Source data
==========
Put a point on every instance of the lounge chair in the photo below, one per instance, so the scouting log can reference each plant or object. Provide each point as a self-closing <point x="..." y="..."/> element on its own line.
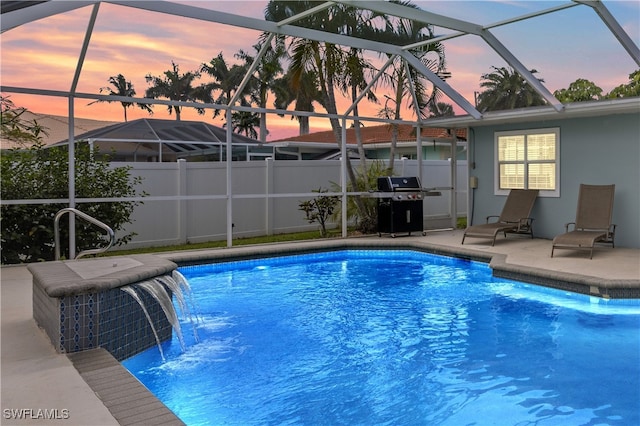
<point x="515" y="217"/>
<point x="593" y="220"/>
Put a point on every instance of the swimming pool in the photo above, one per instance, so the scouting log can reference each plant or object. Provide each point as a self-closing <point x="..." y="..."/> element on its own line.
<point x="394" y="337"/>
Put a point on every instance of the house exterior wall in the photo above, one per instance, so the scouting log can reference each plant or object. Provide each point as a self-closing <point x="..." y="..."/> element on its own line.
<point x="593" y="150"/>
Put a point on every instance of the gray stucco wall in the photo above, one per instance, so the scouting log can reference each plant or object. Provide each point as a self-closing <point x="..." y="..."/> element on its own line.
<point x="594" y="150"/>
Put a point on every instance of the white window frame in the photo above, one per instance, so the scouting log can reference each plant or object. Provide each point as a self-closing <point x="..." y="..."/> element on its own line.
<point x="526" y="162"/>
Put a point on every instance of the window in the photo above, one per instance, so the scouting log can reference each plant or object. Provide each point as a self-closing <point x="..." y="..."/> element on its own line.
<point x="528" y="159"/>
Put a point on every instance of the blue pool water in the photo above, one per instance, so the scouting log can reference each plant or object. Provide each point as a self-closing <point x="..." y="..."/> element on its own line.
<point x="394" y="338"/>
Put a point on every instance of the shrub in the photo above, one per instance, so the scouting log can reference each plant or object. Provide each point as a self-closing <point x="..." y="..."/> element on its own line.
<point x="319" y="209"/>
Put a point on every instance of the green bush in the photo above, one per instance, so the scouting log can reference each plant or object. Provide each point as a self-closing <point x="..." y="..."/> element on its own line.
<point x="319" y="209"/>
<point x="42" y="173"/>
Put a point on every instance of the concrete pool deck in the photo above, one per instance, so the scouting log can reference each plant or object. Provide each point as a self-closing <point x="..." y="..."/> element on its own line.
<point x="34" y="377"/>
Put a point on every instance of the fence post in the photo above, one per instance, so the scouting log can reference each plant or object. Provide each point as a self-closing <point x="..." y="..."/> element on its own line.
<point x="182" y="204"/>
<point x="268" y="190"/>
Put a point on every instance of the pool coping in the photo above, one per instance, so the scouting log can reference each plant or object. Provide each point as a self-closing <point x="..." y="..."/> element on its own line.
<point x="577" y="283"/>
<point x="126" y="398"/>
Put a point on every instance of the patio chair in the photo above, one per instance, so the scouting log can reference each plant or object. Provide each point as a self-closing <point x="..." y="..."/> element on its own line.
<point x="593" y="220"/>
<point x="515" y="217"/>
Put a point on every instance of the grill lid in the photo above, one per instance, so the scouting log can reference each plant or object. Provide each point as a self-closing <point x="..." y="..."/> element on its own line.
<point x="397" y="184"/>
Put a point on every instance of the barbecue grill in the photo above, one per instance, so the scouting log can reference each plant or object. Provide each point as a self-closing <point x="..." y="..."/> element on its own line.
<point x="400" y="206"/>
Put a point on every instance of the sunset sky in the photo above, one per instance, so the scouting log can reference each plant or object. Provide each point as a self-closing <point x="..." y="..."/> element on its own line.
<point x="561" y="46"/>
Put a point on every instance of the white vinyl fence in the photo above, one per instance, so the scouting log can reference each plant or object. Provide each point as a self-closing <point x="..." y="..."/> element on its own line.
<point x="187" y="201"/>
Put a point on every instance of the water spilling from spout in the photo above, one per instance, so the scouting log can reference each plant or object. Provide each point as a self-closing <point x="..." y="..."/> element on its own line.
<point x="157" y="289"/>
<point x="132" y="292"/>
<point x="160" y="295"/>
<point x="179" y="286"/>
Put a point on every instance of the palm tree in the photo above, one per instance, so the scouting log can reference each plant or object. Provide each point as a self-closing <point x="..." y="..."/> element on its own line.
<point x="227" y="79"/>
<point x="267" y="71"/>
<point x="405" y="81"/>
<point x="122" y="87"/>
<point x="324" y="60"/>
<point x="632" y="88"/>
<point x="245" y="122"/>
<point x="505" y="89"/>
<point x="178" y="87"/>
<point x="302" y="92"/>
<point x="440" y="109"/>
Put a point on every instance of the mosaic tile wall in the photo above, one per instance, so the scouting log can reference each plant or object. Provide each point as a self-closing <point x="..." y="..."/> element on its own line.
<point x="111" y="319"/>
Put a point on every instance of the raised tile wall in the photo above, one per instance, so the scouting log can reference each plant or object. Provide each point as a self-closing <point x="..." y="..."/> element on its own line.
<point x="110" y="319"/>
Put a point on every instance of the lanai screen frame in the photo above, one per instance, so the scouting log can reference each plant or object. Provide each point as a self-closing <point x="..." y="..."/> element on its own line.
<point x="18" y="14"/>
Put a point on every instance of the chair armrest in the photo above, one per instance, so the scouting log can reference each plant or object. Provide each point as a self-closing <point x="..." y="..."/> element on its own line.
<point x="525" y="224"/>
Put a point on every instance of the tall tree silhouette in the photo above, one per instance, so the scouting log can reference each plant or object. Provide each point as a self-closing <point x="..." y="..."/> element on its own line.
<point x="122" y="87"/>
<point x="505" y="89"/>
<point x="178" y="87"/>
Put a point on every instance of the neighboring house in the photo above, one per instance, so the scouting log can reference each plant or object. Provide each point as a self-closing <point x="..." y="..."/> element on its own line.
==========
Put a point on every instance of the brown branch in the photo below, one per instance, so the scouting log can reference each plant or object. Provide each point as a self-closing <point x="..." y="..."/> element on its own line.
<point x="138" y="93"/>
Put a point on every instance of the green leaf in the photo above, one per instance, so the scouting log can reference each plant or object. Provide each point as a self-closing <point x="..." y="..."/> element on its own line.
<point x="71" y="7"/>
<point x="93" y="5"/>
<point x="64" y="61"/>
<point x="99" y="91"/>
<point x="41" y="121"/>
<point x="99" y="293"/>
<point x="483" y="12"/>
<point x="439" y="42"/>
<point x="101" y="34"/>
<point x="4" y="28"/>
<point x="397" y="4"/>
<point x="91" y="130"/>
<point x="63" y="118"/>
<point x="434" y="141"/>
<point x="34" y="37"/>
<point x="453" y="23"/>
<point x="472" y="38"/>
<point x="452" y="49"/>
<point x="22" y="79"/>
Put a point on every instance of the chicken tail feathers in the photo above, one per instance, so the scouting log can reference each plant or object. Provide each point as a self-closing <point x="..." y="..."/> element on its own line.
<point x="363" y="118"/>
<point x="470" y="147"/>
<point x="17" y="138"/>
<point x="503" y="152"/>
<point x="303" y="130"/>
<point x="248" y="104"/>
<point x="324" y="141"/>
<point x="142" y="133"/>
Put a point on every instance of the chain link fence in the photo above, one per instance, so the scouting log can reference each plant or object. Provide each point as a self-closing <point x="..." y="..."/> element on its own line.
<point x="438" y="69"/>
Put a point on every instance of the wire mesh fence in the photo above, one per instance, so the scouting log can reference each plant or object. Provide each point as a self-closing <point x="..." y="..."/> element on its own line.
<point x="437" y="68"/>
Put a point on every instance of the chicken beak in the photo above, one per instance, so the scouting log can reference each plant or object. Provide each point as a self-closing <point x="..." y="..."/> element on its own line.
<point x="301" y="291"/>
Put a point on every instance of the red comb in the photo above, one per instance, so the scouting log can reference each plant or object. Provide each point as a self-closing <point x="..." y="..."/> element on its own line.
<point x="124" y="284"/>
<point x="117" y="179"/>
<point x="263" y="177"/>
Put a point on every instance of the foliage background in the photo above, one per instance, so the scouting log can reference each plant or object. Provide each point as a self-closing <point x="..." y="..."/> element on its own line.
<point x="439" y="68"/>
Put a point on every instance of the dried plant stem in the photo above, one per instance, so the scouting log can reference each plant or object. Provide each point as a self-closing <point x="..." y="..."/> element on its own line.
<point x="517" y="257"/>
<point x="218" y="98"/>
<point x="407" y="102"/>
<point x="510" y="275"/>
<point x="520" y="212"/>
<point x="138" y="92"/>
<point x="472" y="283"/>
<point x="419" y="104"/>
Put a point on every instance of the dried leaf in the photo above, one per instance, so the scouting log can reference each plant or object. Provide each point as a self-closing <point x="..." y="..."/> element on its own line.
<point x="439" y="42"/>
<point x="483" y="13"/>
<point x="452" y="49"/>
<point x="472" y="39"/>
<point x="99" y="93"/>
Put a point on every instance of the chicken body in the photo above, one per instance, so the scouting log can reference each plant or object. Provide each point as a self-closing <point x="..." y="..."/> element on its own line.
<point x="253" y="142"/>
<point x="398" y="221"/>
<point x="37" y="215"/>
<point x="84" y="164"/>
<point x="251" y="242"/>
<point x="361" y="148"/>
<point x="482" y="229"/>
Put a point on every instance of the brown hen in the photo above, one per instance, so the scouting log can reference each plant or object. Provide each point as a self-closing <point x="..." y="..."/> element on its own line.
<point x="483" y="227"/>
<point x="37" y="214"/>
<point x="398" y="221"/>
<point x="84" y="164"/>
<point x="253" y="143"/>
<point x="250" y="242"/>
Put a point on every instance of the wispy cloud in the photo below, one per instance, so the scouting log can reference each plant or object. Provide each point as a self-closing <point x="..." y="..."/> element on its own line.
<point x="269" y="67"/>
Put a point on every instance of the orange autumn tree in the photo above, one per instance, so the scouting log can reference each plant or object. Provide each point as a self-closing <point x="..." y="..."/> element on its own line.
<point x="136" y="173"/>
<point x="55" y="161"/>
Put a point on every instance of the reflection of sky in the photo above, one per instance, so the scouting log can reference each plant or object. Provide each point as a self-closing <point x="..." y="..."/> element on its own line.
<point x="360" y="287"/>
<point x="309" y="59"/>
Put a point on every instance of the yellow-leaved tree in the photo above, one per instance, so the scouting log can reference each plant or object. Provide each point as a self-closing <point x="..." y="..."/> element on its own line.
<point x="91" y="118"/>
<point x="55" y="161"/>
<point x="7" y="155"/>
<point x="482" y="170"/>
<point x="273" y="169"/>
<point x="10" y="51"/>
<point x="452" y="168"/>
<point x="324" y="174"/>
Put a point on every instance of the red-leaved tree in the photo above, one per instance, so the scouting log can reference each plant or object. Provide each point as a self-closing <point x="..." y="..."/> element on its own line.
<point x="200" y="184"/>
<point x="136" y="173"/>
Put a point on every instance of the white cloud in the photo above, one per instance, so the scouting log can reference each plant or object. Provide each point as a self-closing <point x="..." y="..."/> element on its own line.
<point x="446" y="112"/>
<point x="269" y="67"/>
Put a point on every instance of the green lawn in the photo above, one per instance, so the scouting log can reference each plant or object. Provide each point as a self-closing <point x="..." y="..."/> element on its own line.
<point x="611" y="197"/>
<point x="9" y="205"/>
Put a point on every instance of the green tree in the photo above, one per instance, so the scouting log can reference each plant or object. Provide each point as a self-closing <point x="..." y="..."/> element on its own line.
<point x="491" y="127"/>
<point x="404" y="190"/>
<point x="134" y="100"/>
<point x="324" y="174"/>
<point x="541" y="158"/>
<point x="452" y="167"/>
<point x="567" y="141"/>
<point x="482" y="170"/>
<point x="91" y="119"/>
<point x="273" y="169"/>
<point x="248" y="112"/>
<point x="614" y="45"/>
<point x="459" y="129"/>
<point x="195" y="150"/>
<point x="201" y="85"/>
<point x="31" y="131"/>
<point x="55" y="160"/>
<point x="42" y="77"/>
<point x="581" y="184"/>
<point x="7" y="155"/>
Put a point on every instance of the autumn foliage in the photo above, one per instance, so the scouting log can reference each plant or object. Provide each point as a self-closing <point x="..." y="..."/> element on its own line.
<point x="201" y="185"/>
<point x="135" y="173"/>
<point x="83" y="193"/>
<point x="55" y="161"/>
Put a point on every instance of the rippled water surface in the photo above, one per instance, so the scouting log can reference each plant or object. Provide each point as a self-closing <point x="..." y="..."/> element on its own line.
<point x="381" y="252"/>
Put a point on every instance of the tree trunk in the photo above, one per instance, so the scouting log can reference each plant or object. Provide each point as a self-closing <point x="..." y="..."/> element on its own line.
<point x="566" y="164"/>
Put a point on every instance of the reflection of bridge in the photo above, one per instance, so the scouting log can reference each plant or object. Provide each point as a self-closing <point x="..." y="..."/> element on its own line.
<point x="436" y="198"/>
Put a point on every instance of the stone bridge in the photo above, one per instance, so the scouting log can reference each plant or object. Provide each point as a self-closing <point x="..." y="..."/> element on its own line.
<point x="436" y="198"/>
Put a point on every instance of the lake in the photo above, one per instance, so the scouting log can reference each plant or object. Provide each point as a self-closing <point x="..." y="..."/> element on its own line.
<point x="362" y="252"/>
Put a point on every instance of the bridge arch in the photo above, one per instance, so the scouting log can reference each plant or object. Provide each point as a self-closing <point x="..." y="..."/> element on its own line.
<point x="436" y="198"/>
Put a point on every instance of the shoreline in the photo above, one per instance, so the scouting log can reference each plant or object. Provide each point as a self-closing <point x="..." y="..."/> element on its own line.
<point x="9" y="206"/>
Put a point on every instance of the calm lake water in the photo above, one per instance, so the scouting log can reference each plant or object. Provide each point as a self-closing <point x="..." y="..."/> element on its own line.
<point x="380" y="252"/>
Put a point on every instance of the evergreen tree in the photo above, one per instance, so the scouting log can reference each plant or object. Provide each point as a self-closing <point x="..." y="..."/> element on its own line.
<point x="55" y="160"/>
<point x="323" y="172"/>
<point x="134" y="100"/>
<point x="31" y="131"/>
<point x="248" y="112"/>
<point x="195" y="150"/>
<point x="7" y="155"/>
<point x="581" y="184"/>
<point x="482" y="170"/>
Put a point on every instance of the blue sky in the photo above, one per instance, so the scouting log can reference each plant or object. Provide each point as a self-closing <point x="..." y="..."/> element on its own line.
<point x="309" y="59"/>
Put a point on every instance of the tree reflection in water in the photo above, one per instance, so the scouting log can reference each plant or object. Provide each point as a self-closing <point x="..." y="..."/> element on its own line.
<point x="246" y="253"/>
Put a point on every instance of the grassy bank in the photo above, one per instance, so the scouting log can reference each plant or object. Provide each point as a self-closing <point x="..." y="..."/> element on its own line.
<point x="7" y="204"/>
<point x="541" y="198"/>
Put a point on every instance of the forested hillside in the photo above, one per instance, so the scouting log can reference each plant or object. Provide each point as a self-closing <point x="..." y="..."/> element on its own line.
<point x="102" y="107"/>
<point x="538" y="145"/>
==========
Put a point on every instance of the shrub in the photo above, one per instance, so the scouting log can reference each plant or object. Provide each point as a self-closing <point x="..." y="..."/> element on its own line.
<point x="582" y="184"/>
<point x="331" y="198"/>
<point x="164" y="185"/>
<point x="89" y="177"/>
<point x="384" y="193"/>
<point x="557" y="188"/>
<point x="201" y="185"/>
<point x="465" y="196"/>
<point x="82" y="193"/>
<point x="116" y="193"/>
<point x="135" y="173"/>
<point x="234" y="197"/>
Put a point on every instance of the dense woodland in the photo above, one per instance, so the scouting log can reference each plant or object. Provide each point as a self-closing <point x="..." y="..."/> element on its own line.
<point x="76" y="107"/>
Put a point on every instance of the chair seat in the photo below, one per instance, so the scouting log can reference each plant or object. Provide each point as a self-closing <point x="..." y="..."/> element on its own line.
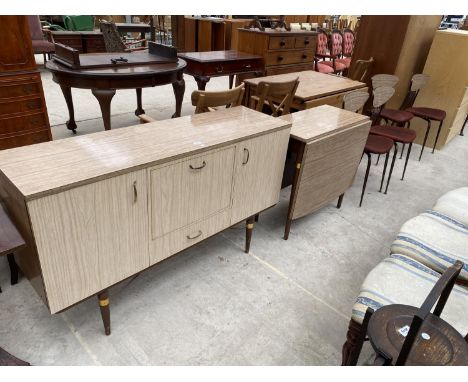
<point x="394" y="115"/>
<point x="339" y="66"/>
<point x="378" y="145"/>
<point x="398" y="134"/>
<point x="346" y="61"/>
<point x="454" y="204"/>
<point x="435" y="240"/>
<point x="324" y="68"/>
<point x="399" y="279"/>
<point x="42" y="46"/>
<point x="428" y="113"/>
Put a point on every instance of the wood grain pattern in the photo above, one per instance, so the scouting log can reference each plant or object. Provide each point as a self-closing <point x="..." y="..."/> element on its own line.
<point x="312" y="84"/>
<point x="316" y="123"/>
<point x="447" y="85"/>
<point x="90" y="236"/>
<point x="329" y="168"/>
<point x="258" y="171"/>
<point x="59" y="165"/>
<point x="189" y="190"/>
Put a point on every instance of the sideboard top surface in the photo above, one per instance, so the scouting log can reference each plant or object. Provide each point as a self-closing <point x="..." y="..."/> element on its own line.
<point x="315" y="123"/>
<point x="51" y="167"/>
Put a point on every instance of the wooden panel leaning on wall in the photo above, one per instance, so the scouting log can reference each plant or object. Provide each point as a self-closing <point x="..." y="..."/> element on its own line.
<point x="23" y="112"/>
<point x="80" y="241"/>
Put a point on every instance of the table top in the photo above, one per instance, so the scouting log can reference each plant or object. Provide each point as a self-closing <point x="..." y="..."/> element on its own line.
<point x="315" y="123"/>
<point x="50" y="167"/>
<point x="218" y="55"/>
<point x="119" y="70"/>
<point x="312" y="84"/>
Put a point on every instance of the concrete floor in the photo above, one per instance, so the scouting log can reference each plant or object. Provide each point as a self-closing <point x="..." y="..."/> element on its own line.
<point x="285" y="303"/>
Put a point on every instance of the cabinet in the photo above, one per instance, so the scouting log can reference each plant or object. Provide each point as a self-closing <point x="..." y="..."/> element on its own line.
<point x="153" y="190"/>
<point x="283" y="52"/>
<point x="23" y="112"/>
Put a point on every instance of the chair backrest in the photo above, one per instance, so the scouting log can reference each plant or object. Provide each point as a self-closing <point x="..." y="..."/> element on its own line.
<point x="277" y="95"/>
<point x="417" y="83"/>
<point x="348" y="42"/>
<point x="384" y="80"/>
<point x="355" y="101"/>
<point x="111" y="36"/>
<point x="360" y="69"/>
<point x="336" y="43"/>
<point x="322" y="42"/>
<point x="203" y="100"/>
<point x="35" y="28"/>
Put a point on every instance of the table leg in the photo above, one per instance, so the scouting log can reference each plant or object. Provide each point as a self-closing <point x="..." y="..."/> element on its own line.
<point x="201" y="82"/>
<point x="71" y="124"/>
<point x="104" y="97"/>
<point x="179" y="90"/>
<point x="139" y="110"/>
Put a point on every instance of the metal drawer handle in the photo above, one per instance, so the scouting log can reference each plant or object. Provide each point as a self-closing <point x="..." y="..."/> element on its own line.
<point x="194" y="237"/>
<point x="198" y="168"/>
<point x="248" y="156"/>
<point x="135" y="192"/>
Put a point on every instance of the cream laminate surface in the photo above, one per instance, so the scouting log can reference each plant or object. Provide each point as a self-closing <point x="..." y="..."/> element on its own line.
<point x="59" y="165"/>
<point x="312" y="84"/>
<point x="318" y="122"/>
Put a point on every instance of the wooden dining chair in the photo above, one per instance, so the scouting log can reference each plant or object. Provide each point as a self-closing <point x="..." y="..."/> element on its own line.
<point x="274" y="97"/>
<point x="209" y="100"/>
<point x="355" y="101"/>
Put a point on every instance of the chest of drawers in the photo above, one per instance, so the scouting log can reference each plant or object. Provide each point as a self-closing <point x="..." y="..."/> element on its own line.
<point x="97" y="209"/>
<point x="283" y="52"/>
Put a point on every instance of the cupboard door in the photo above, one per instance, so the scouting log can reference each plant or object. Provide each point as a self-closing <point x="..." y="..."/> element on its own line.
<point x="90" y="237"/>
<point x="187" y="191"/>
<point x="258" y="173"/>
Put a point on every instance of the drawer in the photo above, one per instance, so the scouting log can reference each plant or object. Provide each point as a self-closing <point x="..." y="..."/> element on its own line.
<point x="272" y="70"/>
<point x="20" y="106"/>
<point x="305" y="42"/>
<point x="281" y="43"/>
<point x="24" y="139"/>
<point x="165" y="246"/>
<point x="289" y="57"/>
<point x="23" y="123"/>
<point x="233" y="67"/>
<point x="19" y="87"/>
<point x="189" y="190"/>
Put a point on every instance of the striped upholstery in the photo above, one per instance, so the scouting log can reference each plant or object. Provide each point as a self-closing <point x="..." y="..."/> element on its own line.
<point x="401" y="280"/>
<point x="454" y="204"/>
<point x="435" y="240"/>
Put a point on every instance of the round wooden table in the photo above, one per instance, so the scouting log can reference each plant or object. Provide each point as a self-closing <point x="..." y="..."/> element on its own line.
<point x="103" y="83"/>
==========
● **What the task requires**:
Duplicate the records above word for word, beginning with the line that contains "Put a point on every instance of the chair armrest" and ending after the line that contains "Put a point on every instance of the neighboring".

● **Answer to the task**:
Put a point on every instance of the chair armrest in the photo above, one per instance, so the scouting log can reference each plant or object. Provide each point as a self-closing <point x="..." y="..."/> element on its own line.
<point x="525" y="224"/>
Put a point on every instance of the tall tree silhouette in the photo above, one per instance, so the scouting log can reference each plant or object. Provide each point as a self-closing <point x="..." y="..."/> element on its own line.
<point x="122" y="87"/>
<point x="505" y="89"/>
<point x="178" y="87"/>
Put a point on every instance of the neighboring house in the photo above, one per instance, so the scouting log can reference each plant or object. Provide each point as a self-closing <point x="..." y="..."/> element on its own line.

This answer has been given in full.